_GOAL_
Transcribe the listing in full, excluding any pictures.

_PROVIDED ENTRIES_

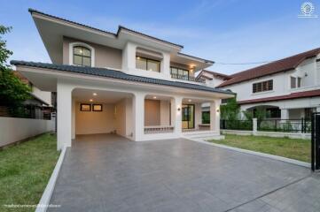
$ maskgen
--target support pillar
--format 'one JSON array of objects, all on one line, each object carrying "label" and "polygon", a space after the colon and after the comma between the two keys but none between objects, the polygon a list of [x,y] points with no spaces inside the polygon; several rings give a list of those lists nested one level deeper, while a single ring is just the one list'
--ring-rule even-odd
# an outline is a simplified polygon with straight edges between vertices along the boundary
[{"label": "support pillar", "polygon": [[143,140],[144,134],[144,96],[145,94],[136,93],[133,97],[133,138],[136,141]]},{"label": "support pillar", "polygon": [[183,98],[180,96],[175,97],[175,107],[173,108],[175,115],[175,132],[176,135],[181,136],[183,132],[183,120],[182,120],[182,111],[183,111]]},{"label": "support pillar", "polygon": [[220,103],[221,100],[210,102],[210,131],[220,134]]},{"label": "support pillar", "polygon": [[75,139],[75,100],[72,100],[72,139]]},{"label": "support pillar", "polygon": [[57,83],[57,148],[71,147],[72,139],[72,90],[67,84]]},{"label": "support pillar", "polygon": [[289,119],[289,110],[281,109],[281,119]]}]

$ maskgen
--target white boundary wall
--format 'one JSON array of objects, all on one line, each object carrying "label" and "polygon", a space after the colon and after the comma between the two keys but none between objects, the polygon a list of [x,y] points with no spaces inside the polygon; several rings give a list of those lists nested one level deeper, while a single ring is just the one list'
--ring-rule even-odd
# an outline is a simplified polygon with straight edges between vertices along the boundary
[{"label": "white boundary wall", "polygon": [[54,130],[53,120],[0,117],[0,147]]},{"label": "white boundary wall", "polygon": [[262,131],[238,131],[238,130],[221,130],[222,134],[236,134],[236,135],[255,135],[255,136],[269,136],[284,138],[288,137],[290,139],[303,139],[311,140],[311,133],[300,133],[300,132],[262,132]]}]

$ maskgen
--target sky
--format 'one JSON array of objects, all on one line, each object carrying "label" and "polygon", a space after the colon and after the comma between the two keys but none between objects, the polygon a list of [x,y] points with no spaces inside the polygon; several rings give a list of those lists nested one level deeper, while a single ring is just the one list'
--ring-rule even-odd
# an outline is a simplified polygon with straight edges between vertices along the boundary
[{"label": "sky", "polygon": [[10,59],[51,63],[28,8],[111,32],[121,25],[182,44],[183,53],[213,60],[208,70],[225,74],[320,47],[319,0],[308,0],[319,16],[315,19],[298,18],[305,2],[299,0],[0,2],[0,24],[12,26],[4,37],[13,51]]}]

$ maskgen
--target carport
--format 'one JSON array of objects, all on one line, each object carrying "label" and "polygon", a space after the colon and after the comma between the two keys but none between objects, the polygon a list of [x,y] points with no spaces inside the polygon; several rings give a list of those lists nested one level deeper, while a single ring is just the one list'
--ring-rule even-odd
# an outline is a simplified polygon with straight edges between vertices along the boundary
[{"label": "carport", "polygon": [[77,135],[113,133],[132,140],[132,98],[129,93],[74,88],[73,139]]}]

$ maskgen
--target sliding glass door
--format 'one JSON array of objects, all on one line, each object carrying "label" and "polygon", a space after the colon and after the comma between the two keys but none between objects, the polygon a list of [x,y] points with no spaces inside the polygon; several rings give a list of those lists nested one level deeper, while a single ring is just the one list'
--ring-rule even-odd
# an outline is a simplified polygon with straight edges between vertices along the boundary
[{"label": "sliding glass door", "polygon": [[183,104],[183,129],[194,128],[194,104]]}]

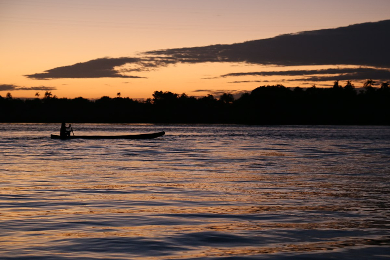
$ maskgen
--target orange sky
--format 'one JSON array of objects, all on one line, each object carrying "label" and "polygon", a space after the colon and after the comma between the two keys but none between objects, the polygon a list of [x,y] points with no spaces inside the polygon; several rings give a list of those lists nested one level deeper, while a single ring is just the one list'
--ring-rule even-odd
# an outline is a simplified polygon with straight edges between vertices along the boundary
[{"label": "orange sky", "polygon": [[[312,82],[282,82],[278,76],[219,77],[275,69],[242,63],[178,63],[131,73],[145,78],[140,79],[42,80],[24,75],[104,57],[133,57],[153,50],[232,44],[385,20],[390,11],[388,0],[0,0],[0,95],[32,98],[37,92],[43,96],[47,89],[60,98],[115,97],[120,92],[140,99],[155,90],[203,96],[250,91],[269,83],[309,86]],[[237,81],[241,82],[233,82]],[[42,87],[17,90],[32,87]]]}]

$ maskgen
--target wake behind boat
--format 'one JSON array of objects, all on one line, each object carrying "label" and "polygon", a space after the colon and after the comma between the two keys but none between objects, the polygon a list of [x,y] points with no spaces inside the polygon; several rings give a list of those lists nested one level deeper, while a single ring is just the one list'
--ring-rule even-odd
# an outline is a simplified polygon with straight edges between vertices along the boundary
[{"label": "wake behind boat", "polygon": [[165,134],[164,131],[151,134],[128,135],[124,136],[68,136],[62,137],[58,135],[50,135],[52,139],[153,139]]}]

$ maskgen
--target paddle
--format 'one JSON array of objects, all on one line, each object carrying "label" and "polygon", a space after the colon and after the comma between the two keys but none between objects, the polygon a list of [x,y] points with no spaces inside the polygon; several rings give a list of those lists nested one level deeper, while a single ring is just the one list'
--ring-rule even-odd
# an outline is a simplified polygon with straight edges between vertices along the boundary
[{"label": "paddle", "polygon": [[72,130],[72,133],[73,134],[73,136],[75,136],[75,133],[73,133],[73,129],[72,128],[72,126],[69,124],[69,127],[70,127],[70,130]]}]

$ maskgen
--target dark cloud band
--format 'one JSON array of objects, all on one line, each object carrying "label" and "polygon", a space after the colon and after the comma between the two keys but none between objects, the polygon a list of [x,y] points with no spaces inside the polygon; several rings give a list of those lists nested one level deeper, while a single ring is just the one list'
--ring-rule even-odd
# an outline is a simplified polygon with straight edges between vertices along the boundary
[{"label": "dark cloud band", "polygon": [[20,87],[15,85],[9,84],[0,84],[0,91],[11,91],[15,90],[55,90],[56,87],[45,87],[40,86],[39,87]]}]

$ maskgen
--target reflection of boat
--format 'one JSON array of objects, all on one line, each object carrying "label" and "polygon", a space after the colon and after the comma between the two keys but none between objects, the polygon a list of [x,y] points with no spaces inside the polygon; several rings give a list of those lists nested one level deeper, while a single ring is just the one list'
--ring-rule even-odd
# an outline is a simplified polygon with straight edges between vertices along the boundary
[{"label": "reflection of boat", "polygon": [[152,134],[141,134],[140,135],[129,135],[126,136],[70,136],[65,138],[57,135],[50,135],[52,139],[152,139],[162,136],[165,134],[164,131]]}]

_RESPONSE_
$ maskgen
--target support pillar
--format 'one JSON array of objects, all on one line, each object carrying "label" and "polygon", a space after the colon and after the comma between the two keys but none between objects, the polygon a list of [x,y] points with no spaces inside the polygon; several rings give a list of those lists nested one level deeper, while a single ring is just the one list'
--ring-rule even-odd
# an outline is a simplified polygon with straight edges between vertices along the boundary
[{"label": "support pillar", "polygon": [[143,140],[144,134],[144,96],[145,94],[136,93],[133,97],[133,138],[136,141]]},{"label": "support pillar", "polygon": [[183,98],[180,96],[175,97],[175,107],[173,108],[175,115],[175,132],[176,135],[181,136],[183,132],[183,120],[182,120],[182,111],[183,111]]},{"label": "support pillar", "polygon": [[220,103],[221,100],[210,102],[210,131],[220,134]]},{"label": "support pillar", "polygon": [[75,139],[75,100],[72,100],[72,139]]},{"label": "support pillar", "polygon": [[57,83],[57,148],[71,147],[72,139],[72,90],[67,84]]},{"label": "support pillar", "polygon": [[289,119],[289,110],[281,109],[281,119]]}]

$ maskgen
--target white boundary wall
--format 'one JSON array of objects, all on one line, each object carrying "label" and "polygon", a space after the colon and after the comma between the two keys but none between objects, the polygon a list of [x,y] points with no spaces inside the polygon; several rings give a list of those lists nested one level deeper, while a single ring is just the one list'
--ring-rule even-odd
# an outline is a simplified polygon with straight edges between vertices along the boundary
[{"label": "white boundary wall", "polygon": [[54,130],[53,120],[0,117],[0,147]]},{"label": "white boundary wall", "polygon": [[262,131],[238,131],[238,130],[221,130],[222,134],[236,134],[236,135],[255,135],[255,136],[269,136],[284,138],[288,137],[290,139],[303,139],[311,140],[311,133],[300,133],[300,132],[262,132]]}]

$ maskgen
--target sky
--format 'one JSON array of objects, all on one line, each object carrying "label" and "polygon", a space after the colon and after the comma between the two keys but none between objects, the polygon a list of [x,y] points with no spaces inside the polygon; several rings give a list of those lists nested one level deeper, while a single ring is just the one list'
--ring-rule even-odd
# an outline is a simplified polygon with straight edges between vertices along the boundary
[{"label": "sky", "polygon": [[10,59],[51,63],[28,8],[111,32],[121,25],[182,44],[183,53],[213,60],[208,70],[225,74],[320,47],[319,0],[308,0],[319,16],[315,19],[298,18],[305,2],[299,0],[0,2],[0,24],[12,26],[4,37],[13,51]]}]

$ maskgen
--target carport
--format 'one JSON array of objects, all on one line, each object carrying "label" and "polygon", a space after the colon and after the comma between the two keys but none between objects, the polygon a list of [x,y] points with no spaces inside the polygon; several rings give a list of those lists nested one level deeper, while a single ring is just the one list'
--ring-rule even-odd
# an outline is a simplified polygon with straight edges between vertices along the boundary
[{"label": "carport", "polygon": [[77,135],[113,133],[132,140],[132,98],[129,93],[74,88],[73,139]]}]

$ maskgen
--target sliding glass door
--format 'one JSON array of objects, all on one line, each object carrying "label" and "polygon", a space after the colon and after the comma between the two keys but none between objects, the polygon a list of [x,y] points with no spaces inside the polygon; several rings give a list of those lists nested one level deeper, while a single ring is just the one list'
--ring-rule even-odd
# an outline is a simplified polygon with straight edges between vertices along the boundary
[{"label": "sliding glass door", "polygon": [[183,104],[183,129],[194,128],[194,104]]}]

$ maskgen
--target orange sky
--format 'one JSON array of objects, all on one line, each object carrying "label" and "polygon", a space after the colon and after the comma between the two keys but none between objects, the polygon a list of [x,y] points with no spaces inside the polygon; several rings give a list of those lists nested one level deeper, while a single ring is just the one list'
--ring-rule even-odd
# an outline is a simplified polygon with straight edges between vertices along the boundary
[{"label": "orange sky", "polygon": [[[312,82],[282,82],[278,76],[219,77],[275,69],[242,63],[178,63],[131,73],[145,78],[140,79],[42,80],[24,75],[104,57],[133,57],[153,50],[232,44],[385,20],[390,11],[388,0],[0,0],[0,95],[32,98],[37,92],[43,96],[47,89],[60,98],[115,97],[120,92],[140,99],[155,90],[203,96],[250,91],[269,83],[309,86]],[[237,81],[241,82],[233,82]],[[42,87],[17,90],[32,87]]]}]

$ maskgen
--target wake behind boat
--format 'one JSON array of objects, all on one line, each object carrying "label" and "polygon", a space after the colon and after the comma between the two keys but none between objects, the polygon a list of [x,y] points with no spaces inside the polygon; several rings give a list of those lists nested one level deeper, while a single ring is just the one list'
--ring-rule even-odd
# an outline is a simplified polygon with straight edges between vertices along the boundary
[{"label": "wake behind boat", "polygon": [[165,134],[164,131],[151,134],[128,135],[124,136],[68,136],[62,137],[58,135],[50,135],[52,139],[153,139]]}]

$ maskgen
--target paddle
--format 'one JSON array of objects, all on one line, each object carrying "label" and "polygon", a space after the colon and after the comma between the two keys but none between objects, the polygon a list of [x,y] points with no spaces inside the polygon; several rings give a list of those lists nested one level deeper, while a single ring is just the one list'
--ring-rule even-odd
# an outline is a simplified polygon with straight edges between vertices along the boundary
[{"label": "paddle", "polygon": [[72,130],[72,133],[73,134],[73,136],[75,136],[75,133],[73,133],[73,129],[72,128],[72,126],[69,124],[69,127],[70,127],[70,130]]}]

$ maskgen
--target dark cloud band
--format 'one JSON array of objects, all on one line, each object carrying "label" and "polygon", a space after the colon and after the comma between the two keys but none between objects, the polygon a list of [x,y] points with no spaces inside the polygon; several rings give a list of those lists nested one level deeper, while a single ring is just the one list'
--ring-rule even-odd
# an outline is a simplified polygon with straight edges between vertices along the boundary
[{"label": "dark cloud band", "polygon": [[20,87],[15,85],[9,84],[0,84],[0,91],[11,91],[15,90],[55,90],[56,87],[45,87],[40,86],[39,87]]}]

$ maskgen
--target reflection of boat
--format 'one JSON array of objects, all on one line, each object carrying "label" and "polygon", a space after the colon and after the comma between the two keys but none between objects, the polygon a list of [x,y] points with no spaces inside the polygon; several rings give a list of those lists nested one level deeper, while a single ring is just the one list'
--ring-rule even-odd
# an outline is a simplified polygon with straight edges between vertices along the boundary
[{"label": "reflection of boat", "polygon": [[152,134],[141,134],[140,135],[129,135],[126,136],[70,136],[65,138],[57,135],[50,135],[52,139],[152,139],[162,136],[165,134],[164,131]]}]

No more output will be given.